───── Input rows

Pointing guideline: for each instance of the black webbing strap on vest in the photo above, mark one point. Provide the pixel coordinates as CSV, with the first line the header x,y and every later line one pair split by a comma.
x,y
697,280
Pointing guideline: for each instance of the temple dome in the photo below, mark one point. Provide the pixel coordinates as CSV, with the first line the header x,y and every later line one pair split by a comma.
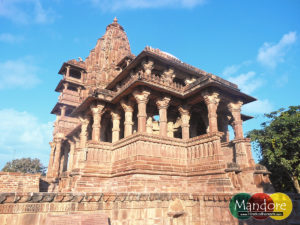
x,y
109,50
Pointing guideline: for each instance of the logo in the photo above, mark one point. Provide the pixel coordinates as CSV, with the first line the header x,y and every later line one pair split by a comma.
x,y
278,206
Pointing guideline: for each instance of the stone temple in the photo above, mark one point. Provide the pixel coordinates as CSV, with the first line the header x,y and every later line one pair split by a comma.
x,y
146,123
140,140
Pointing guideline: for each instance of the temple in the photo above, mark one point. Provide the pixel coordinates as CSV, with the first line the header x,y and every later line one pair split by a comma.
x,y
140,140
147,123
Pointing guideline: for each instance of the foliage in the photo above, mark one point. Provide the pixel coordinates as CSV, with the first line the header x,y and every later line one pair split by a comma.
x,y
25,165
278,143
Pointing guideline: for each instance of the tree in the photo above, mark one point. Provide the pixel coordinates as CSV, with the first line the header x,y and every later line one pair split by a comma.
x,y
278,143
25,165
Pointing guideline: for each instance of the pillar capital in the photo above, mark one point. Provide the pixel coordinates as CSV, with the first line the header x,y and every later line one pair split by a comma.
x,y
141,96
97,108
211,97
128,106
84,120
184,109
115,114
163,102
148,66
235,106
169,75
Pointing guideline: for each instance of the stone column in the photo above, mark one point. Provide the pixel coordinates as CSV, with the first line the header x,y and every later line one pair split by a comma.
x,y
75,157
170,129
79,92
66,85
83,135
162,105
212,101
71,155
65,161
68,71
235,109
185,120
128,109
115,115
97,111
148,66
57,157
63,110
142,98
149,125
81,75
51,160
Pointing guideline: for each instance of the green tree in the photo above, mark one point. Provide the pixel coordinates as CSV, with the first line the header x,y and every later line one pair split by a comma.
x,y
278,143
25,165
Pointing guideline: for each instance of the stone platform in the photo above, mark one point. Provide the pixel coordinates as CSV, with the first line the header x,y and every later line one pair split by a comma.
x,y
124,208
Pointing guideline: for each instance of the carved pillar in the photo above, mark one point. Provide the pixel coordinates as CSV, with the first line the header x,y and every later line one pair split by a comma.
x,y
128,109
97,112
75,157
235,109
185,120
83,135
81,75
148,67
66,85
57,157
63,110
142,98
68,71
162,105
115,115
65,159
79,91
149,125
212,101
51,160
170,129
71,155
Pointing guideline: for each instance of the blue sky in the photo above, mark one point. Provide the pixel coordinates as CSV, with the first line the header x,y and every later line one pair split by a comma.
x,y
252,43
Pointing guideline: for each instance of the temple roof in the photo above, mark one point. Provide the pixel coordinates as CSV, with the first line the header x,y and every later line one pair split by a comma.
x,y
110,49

──────────
───── Input rows

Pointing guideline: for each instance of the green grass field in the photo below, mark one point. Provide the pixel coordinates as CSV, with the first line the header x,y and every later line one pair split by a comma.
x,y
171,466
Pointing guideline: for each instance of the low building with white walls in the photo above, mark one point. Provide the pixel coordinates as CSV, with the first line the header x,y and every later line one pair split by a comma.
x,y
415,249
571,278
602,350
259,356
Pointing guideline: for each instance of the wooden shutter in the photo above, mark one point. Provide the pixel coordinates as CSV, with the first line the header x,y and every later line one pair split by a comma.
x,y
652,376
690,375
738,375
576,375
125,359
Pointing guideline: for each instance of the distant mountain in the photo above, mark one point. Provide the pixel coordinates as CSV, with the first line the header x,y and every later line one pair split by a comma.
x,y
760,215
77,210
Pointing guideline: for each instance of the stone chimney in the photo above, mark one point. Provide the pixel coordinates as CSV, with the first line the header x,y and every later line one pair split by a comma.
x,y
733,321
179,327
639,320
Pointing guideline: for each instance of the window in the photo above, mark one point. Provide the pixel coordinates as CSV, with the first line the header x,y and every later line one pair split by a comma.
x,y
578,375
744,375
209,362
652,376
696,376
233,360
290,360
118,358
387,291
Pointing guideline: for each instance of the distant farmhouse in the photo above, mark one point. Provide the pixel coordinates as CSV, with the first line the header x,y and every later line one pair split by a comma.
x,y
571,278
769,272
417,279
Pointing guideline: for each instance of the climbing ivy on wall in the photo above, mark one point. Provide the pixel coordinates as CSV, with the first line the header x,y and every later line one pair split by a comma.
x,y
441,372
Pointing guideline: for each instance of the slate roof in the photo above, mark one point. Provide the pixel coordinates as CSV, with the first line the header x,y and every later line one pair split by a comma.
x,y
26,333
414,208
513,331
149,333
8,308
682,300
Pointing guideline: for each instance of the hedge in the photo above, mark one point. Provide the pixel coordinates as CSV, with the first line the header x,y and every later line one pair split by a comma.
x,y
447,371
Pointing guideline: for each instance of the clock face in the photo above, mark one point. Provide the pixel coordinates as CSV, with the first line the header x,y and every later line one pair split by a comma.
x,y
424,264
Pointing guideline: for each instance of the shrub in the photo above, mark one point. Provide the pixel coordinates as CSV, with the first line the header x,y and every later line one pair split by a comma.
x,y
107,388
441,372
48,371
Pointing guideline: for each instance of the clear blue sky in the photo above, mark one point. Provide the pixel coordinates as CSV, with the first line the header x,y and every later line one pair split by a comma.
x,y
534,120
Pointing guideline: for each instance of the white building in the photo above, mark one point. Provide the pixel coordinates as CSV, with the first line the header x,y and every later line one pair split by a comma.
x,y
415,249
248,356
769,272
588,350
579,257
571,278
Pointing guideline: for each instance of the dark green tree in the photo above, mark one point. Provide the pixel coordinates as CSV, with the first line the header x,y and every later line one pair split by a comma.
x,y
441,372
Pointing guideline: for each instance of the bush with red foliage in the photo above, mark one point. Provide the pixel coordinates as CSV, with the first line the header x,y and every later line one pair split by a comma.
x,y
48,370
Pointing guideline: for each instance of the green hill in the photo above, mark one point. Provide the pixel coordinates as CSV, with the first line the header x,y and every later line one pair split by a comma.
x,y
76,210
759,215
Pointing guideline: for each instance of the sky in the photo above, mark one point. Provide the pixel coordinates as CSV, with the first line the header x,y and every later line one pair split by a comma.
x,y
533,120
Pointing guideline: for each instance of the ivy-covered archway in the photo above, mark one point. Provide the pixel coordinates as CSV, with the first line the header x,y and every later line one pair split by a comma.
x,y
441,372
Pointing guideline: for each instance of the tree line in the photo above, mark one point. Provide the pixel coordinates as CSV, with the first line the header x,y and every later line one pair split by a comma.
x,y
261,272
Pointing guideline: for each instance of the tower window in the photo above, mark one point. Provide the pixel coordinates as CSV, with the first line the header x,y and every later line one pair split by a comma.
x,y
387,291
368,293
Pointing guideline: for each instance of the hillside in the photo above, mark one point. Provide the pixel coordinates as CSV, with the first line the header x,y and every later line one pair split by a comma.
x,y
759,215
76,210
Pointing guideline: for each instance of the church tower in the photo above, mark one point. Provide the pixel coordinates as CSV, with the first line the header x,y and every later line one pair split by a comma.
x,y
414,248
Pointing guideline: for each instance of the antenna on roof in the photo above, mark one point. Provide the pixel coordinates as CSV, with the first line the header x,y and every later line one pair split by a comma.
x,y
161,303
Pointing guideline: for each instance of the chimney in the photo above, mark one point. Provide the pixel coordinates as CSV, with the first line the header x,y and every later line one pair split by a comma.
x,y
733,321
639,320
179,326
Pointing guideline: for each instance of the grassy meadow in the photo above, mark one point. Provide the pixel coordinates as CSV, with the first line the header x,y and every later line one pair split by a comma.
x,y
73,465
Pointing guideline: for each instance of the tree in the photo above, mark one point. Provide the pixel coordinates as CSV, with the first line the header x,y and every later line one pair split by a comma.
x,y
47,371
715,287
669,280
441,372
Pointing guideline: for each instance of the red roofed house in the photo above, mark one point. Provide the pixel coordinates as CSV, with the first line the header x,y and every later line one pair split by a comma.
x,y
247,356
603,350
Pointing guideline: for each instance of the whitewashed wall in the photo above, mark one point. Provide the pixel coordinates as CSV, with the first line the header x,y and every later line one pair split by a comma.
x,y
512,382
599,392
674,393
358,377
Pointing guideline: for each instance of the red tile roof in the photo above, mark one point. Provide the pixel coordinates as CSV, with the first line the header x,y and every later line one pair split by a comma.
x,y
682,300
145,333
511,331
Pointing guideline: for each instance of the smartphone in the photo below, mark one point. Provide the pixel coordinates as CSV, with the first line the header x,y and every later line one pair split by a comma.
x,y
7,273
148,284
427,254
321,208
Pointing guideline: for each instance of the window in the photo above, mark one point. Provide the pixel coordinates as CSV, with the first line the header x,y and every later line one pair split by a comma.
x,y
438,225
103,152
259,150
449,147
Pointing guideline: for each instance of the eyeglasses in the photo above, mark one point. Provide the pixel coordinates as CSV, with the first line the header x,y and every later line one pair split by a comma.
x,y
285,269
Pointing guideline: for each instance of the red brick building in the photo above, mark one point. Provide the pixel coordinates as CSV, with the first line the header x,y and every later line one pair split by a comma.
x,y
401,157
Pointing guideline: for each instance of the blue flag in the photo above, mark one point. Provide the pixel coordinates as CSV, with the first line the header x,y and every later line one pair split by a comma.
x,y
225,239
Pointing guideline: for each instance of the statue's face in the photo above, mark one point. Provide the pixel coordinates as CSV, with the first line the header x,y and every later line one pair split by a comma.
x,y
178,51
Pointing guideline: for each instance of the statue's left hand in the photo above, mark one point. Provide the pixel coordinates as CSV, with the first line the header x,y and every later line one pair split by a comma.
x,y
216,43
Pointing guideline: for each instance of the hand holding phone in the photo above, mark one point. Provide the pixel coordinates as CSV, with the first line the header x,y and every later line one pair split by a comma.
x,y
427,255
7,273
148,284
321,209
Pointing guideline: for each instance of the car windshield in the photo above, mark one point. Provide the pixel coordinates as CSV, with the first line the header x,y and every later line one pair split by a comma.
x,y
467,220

──────────

*Exercise requirements*
Identify each line in the records above that contains the string "statue", and copy every such line in full.

*Right answer*
Pointing guideline: for each instance of the statue's face in the photo above, mark one point. Provide the pixel coordinates as CSV, with the first line the header x,y and every later line one pair split by a comma.
Pointing guideline: for each instance of the statue's left hand in the photo above, mark one point. Provide the pixel coordinates as CSV, with the first line the header x,y and every later line one pair split by a comma.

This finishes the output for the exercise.